▸ Set task
Edit the records that follow by replacing "written as pixel coordinates" with "given as pixel coordinates" wherever it occurs. Change nothing else.

▸ Listing
+ + + +

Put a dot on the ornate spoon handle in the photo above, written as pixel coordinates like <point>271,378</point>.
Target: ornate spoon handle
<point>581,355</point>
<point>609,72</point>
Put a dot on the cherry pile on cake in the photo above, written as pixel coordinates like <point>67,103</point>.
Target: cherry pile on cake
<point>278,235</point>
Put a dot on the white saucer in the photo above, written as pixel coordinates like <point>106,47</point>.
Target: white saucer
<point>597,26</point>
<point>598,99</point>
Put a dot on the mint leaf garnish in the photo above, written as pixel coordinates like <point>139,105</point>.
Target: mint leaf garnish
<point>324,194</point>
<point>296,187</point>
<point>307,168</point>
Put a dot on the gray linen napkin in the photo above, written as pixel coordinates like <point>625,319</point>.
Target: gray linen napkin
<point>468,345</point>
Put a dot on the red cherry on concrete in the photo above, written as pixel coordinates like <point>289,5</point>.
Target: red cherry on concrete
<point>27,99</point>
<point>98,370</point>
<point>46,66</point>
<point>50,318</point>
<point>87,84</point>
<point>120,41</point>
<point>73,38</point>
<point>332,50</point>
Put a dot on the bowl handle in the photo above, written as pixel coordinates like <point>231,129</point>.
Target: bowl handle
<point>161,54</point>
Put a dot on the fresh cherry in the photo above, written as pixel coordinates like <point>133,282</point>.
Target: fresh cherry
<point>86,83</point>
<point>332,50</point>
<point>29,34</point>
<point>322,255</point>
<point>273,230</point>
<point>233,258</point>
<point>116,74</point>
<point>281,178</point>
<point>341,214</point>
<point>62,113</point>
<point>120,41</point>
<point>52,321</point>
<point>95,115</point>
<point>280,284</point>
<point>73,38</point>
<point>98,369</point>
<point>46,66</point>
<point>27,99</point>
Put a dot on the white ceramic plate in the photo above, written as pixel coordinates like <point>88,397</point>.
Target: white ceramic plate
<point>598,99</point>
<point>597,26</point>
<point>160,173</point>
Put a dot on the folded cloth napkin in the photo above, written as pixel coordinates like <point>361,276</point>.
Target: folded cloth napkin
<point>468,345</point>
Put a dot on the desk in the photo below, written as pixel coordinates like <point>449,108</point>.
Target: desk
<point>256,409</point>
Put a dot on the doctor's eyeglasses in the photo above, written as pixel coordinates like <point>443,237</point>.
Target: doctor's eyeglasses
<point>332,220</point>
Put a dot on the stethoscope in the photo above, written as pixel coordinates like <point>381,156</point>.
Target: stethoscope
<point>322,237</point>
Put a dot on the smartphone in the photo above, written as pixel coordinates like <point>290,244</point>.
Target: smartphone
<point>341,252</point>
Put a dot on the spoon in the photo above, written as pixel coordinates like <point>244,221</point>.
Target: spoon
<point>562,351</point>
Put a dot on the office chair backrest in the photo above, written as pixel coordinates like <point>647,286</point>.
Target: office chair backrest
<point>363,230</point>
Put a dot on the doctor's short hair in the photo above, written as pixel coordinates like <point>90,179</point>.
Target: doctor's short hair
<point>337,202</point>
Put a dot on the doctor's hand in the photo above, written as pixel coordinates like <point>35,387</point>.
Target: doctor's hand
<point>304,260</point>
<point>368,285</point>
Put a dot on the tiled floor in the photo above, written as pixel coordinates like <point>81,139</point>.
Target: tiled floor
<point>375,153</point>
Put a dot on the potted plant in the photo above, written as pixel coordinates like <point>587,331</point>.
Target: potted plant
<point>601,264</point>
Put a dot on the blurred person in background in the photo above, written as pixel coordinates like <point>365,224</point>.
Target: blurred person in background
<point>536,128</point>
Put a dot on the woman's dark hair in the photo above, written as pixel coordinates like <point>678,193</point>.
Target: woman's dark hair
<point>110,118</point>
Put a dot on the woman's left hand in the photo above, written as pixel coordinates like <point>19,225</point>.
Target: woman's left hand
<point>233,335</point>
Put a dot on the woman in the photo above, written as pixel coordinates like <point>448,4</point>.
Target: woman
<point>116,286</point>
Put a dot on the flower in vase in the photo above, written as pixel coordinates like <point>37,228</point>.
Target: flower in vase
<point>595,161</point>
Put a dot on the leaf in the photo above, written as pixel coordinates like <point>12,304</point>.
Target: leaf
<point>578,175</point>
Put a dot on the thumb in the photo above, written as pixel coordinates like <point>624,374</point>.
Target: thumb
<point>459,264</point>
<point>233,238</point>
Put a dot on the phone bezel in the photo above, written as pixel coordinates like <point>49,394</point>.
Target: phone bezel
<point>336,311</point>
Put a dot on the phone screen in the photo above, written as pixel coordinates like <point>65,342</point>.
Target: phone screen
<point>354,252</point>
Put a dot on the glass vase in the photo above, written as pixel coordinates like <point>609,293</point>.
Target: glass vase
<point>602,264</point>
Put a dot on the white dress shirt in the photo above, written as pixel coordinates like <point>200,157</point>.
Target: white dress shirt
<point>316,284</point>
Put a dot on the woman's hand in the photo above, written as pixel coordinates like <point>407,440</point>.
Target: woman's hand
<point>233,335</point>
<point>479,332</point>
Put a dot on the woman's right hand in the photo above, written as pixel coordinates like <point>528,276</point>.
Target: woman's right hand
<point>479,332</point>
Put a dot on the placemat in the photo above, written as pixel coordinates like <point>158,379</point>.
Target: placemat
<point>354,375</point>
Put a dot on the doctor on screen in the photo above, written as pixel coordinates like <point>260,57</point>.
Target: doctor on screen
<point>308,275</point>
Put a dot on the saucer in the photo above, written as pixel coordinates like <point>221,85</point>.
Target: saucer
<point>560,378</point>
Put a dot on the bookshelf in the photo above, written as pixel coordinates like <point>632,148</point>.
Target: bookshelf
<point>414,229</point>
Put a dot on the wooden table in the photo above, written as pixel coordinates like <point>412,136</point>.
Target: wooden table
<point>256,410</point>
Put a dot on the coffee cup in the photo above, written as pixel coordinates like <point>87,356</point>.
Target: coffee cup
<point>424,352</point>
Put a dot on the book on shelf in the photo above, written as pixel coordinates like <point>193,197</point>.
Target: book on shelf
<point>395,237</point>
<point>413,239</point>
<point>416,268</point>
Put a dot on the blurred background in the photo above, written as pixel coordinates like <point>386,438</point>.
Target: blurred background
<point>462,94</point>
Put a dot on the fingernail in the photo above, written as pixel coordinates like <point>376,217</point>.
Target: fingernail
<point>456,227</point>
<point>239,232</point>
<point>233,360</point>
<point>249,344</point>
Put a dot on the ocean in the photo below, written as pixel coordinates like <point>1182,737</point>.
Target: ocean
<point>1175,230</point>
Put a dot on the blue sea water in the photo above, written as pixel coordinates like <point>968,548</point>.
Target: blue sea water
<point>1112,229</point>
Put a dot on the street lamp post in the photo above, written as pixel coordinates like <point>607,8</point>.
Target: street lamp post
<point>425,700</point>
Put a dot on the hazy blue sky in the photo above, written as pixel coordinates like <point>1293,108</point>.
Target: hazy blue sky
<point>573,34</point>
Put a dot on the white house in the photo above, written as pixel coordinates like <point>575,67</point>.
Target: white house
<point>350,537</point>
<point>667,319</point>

+ + + +

▸ Result
Put a dot on the ornate spoon handle in the photo above, given as pixel coordinates like <point>271,378</point>.
Target: ornate spoon handle
<point>581,355</point>
<point>609,72</point>
Put a dot on the cherry pile on cake in the photo above, given as pixel coordinates like <point>67,103</point>.
Target: cherry pile on cake
<point>278,235</point>
Put a dot on the white saucer in the photo above, given as pixel coordinates like <point>106,47</point>.
Target: white saucer
<point>597,26</point>
<point>598,99</point>
Put a dot on the mint leaf garnish in the photo above, given as pixel coordinates like <point>139,105</point>.
Target: mint leaf garnish
<point>324,194</point>
<point>296,187</point>
<point>307,168</point>
Put a dot on the gray linen napkin in the photo above, given as pixel coordinates like <point>625,319</point>.
Target: gray linen napkin
<point>468,345</point>
Put a dot on the red cherry on concrete in the photo above, given as pixel coordinates like <point>289,5</point>.
Target: red cherry on concrete
<point>27,99</point>
<point>98,370</point>
<point>46,66</point>
<point>50,318</point>
<point>87,84</point>
<point>120,41</point>
<point>73,38</point>
<point>332,50</point>
Put a dot on the bowl handle in the photo above, given as pixel coordinates like <point>231,129</point>.
Target: bowl handle
<point>161,54</point>
Put a dot on the fresh cherry in the photo above, given as pixel coordinates like <point>133,282</point>.
Target: fresh cherry
<point>86,83</point>
<point>332,50</point>
<point>29,34</point>
<point>322,255</point>
<point>273,230</point>
<point>233,258</point>
<point>116,74</point>
<point>281,178</point>
<point>341,214</point>
<point>62,113</point>
<point>120,41</point>
<point>52,321</point>
<point>95,115</point>
<point>280,284</point>
<point>73,38</point>
<point>98,369</point>
<point>46,66</point>
<point>27,99</point>
Put a dot on the white ceramic plate in the photo above, given as pixel coordinates like <point>88,397</point>.
Target: white ceramic plate
<point>598,99</point>
<point>597,26</point>
<point>160,173</point>
Put a dot on the folded cloth napkin in the photo above, given as pixel coordinates like <point>361,276</point>.
Target: folded cloth napkin
<point>468,345</point>
Put a dot on the desk in the photo below, given as pixel coordinates like <point>449,108</point>.
Target: desk
<point>256,409</point>
Put a dot on the doctor's eyeglasses in the photo above, given as pixel coordinates like <point>443,237</point>.
Target: doctor's eyeglasses
<point>332,220</point>
Put a dot on the stethoscope in the photo above, given as pixel coordinates like <point>381,156</point>.
Target: stethoscope
<point>322,237</point>
Put a dot on the smartphone in the photo above, given as pixel coordinates like <point>290,244</point>.
Target: smartphone
<point>341,252</point>
Put a dot on the spoon in the photo above, given as pixel coordinates like <point>244,221</point>.
Target: spoon
<point>562,351</point>
Put a dot on the office chair backrest in the photo above, given as pixel coordinates like <point>647,286</point>.
Target: office chair backrest
<point>363,230</point>
Put a dot on the doctor's short hair in the photo above, given as pixel coordinates like <point>90,179</point>.
Target: doctor's short hair
<point>337,202</point>
Put a dot on the doctor's hand in the photo above, given as pixel coordinates like <point>35,387</point>.
Target: doctor's hand
<point>304,260</point>
<point>368,285</point>
Put a dot on the tiled floor in the photo above, given as pixel coordinates like <point>81,139</point>.
Target: tiled floor
<point>375,153</point>
Put a dot on the potted plant in the photo above, given as pixel coordinates like <point>587,331</point>.
Target: potted plant
<point>601,264</point>
Put a dot on the blurred person in background in the photo above, given as pixel coordinates like <point>365,224</point>.
Target: blurred person in background
<point>536,128</point>
Put a dot on the woman's dark hair in the photo above, given as pixel coordinates like <point>678,193</point>.
Target: woman's dark hair
<point>110,118</point>
Put a dot on the woman's left hand in the photo above, given as pixel coordinates like <point>19,225</point>.
Target: woman's left hand
<point>233,335</point>
Put a dot on the woman in the photo above, given as pixel coordinates like <point>448,4</point>.
Target: woman
<point>116,286</point>
Put a dot on the flower in vase in the photo above, given as pixel coordinates like <point>37,228</point>.
Target: flower in vase
<point>595,161</point>
Put a dot on the leaf in the photo above, given as pixel coordinates like <point>12,304</point>.
Target: leaf
<point>578,175</point>
Put a dot on the thumb in the photo above, given as pixel coordinates like <point>624,374</point>.
Target: thumb
<point>459,264</point>
<point>233,238</point>
Put a dot on the phone bezel in the photo above, given as pixel coordinates like <point>49,394</point>.
Target: phone bezel
<point>336,311</point>
Put a dot on the phone screen in the photo above, given as pixel coordinates like <point>65,342</point>.
Target: phone screen
<point>354,252</point>
Put a dot on the glass vase in the photo above, given as pixel coordinates like <point>609,293</point>.
Target: glass vase
<point>602,264</point>
Put a dot on the white dress shirt in the photo above, given as pixel coordinates like <point>200,157</point>.
Target: white dress shirt
<point>316,284</point>
Put a dot on the woman's hand in the photo above, given as pixel coordinates like <point>407,440</point>.
Target: woman's hand
<point>233,335</point>
<point>479,332</point>
Put a dot on the woman's right hand in the photo above, given as pixel coordinates like <point>528,276</point>.
Target: woman's right hand
<point>479,332</point>
Put a dot on the placemat in the photo above, given as pixel coordinates like <point>158,379</point>.
Target: placemat
<point>354,375</point>
Put a dot on the doctor on screen in the photo above, given as pixel coordinates like <point>260,57</point>.
Target: doctor on screen
<point>308,275</point>
Put a dot on the saucer in the photo above, given as pixel coordinates like <point>221,85</point>.
Target: saucer
<point>560,378</point>
Put a dot on the bookshelf in the photo above, given as pixel coordinates like <point>632,148</point>.
Target: bookshelf
<point>414,229</point>
Put a dot on the wooden table in the photo above, given as pixel coordinates like <point>412,136</point>.
Target: wooden table
<point>256,410</point>
Put a dot on the coffee cup in the photo above, given as pixel coordinates like <point>87,356</point>.
Target: coffee cup
<point>424,352</point>
Put a dot on the book on shelf in the photo above, given as pixel coordinates like <point>193,197</point>.
Target: book on shelf
<point>395,237</point>
<point>413,239</point>
<point>416,268</point>
Put a dot on the blurred background in the photo above, given as pixel coordinates like <point>386,438</point>.
Target: blurred background
<point>462,94</point>
Put a dot on the fingernail in the photo above, given as pixel coordinates like <point>376,217</point>.
Target: fingernail
<point>456,227</point>
<point>239,232</point>
<point>233,360</point>
<point>249,344</point>
Put a dot on the ocean in the photo below, given as pixel coordinates like <point>1182,737</point>.
Target: ocean
<point>1175,230</point>
Put a dot on the blue sea water in the photo above, given as pixel coordinates like <point>968,548</point>.
Target: blue sea water
<point>1112,229</point>
Put a dot on the street lamp post in the photo above, given as pixel coordinates like <point>607,8</point>.
Target: street lamp post
<point>425,700</point>
Put a dot on the hazy blue sky in the photo above, given as pixel coordinates like <point>1293,108</point>.
Target: hazy blue sky
<point>573,34</point>
Put a dot on the white house in the photo above, given as pixel coordinates like <point>575,67</point>.
Target: white house
<point>350,537</point>
<point>667,319</point>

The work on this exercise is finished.